#### Problem to solve:
Drop the pictures and extract exactly the lines from the one that contains "Return one point per instance of the wet" through the end of the material.

#### Entries provided:
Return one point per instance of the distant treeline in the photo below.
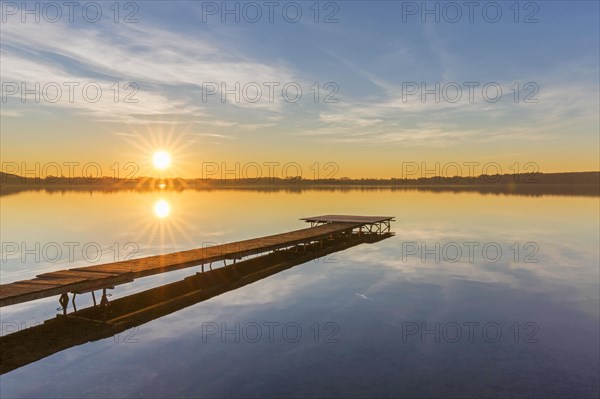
(571, 183)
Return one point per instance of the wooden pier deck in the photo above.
(90, 278)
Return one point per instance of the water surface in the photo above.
(476, 295)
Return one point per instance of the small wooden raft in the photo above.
(90, 278)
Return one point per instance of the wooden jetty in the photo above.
(59, 333)
(106, 276)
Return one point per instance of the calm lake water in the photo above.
(476, 295)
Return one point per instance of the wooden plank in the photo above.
(75, 274)
(98, 276)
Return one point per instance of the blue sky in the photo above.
(370, 55)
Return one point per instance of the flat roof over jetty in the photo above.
(101, 277)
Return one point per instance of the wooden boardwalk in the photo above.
(90, 278)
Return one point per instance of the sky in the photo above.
(318, 89)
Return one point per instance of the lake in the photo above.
(477, 295)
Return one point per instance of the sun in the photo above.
(162, 209)
(161, 160)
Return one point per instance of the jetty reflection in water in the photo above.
(98, 322)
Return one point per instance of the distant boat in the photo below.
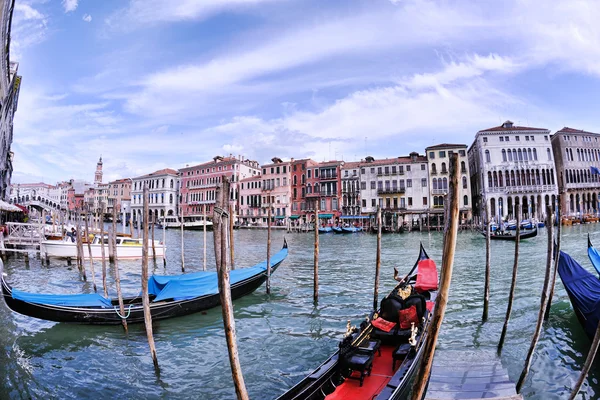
(191, 222)
(170, 296)
(351, 229)
(583, 289)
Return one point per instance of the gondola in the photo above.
(512, 235)
(170, 296)
(583, 289)
(593, 255)
(379, 360)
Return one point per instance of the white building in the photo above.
(513, 165)
(438, 157)
(163, 191)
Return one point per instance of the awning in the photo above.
(4, 206)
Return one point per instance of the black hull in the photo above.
(133, 306)
(323, 380)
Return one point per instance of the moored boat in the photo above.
(170, 296)
(379, 360)
(583, 289)
(126, 248)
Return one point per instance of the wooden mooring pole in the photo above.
(269, 246)
(486, 287)
(420, 383)
(377, 260)
(220, 215)
(543, 300)
(113, 244)
(556, 258)
(513, 283)
(145, 296)
(316, 259)
(89, 243)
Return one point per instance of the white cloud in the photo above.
(70, 5)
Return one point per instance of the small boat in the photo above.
(383, 341)
(583, 289)
(593, 255)
(127, 247)
(190, 222)
(512, 235)
(170, 296)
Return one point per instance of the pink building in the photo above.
(199, 182)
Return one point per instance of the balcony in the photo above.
(399, 190)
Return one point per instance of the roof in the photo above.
(571, 130)
(165, 171)
(445, 146)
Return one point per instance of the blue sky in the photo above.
(155, 83)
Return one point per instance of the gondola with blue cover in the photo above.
(170, 296)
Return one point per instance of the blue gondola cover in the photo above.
(584, 291)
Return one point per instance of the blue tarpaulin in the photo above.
(67, 300)
(188, 286)
(584, 291)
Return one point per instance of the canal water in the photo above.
(283, 336)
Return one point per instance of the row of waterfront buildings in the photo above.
(504, 166)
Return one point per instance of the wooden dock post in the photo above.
(513, 284)
(556, 258)
(204, 235)
(145, 296)
(588, 361)
(543, 301)
(182, 249)
(377, 261)
(420, 383)
(103, 259)
(231, 245)
(316, 259)
(486, 288)
(89, 243)
(269, 246)
(220, 215)
(113, 243)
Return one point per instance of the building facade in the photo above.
(438, 158)
(199, 183)
(163, 192)
(512, 165)
(575, 153)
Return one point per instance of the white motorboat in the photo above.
(127, 248)
(189, 222)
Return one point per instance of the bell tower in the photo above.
(98, 174)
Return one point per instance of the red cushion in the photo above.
(426, 276)
(382, 324)
(407, 316)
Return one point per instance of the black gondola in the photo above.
(170, 296)
(392, 357)
(512, 235)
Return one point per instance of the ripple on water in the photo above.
(284, 335)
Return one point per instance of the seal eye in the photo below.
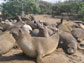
(19, 30)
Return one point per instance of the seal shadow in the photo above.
(19, 56)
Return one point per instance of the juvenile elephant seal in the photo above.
(36, 46)
(68, 42)
(7, 42)
(78, 33)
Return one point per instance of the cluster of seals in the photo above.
(36, 46)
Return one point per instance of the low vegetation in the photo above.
(74, 8)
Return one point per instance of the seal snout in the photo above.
(70, 50)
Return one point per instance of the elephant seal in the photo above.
(78, 33)
(36, 46)
(7, 42)
(68, 42)
(66, 26)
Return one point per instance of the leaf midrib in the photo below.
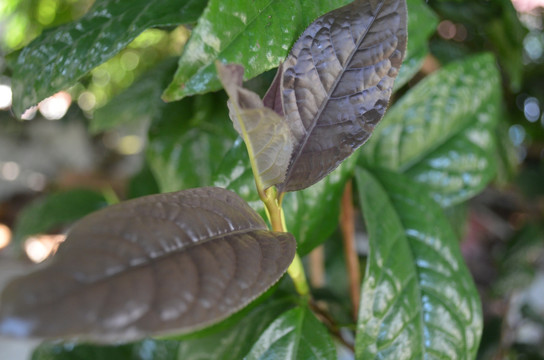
(300, 148)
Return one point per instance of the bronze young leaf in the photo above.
(159, 264)
(335, 84)
(265, 133)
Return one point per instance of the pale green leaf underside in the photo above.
(266, 134)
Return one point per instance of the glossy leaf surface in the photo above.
(158, 264)
(188, 140)
(235, 341)
(265, 133)
(418, 299)
(54, 210)
(295, 335)
(59, 57)
(336, 83)
(252, 33)
(421, 24)
(311, 215)
(442, 132)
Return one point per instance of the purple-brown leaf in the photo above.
(335, 85)
(165, 263)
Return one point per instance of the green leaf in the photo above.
(255, 34)
(234, 341)
(418, 299)
(54, 210)
(59, 57)
(72, 351)
(421, 24)
(142, 184)
(295, 335)
(188, 141)
(442, 132)
(141, 102)
(148, 349)
(311, 215)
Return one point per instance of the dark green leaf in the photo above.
(188, 142)
(141, 102)
(335, 85)
(255, 34)
(295, 335)
(421, 24)
(148, 349)
(507, 34)
(418, 300)
(311, 215)
(442, 132)
(158, 264)
(235, 341)
(54, 210)
(59, 57)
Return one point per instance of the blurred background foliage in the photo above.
(63, 149)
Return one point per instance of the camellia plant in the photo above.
(193, 274)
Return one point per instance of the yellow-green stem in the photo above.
(277, 220)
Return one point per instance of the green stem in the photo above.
(275, 213)
(277, 220)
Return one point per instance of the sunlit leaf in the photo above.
(266, 134)
(442, 132)
(254, 33)
(139, 103)
(295, 335)
(418, 299)
(336, 83)
(235, 341)
(159, 264)
(54, 210)
(59, 57)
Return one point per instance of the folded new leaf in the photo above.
(267, 136)
(166, 263)
(335, 85)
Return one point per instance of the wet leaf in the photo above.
(442, 132)
(418, 299)
(336, 83)
(54, 210)
(165, 263)
(235, 341)
(247, 32)
(267, 137)
(295, 335)
(59, 57)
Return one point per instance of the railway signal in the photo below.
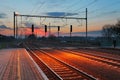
(70, 30)
(32, 28)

#### Result:
Return one point per instance of the wet leaf in the photo above.
(442, 132)
(418, 299)
(336, 83)
(54, 210)
(165, 263)
(235, 341)
(247, 32)
(267, 137)
(295, 335)
(59, 57)
Return one point per instance of the railway signal in the photo below.
(70, 30)
(32, 28)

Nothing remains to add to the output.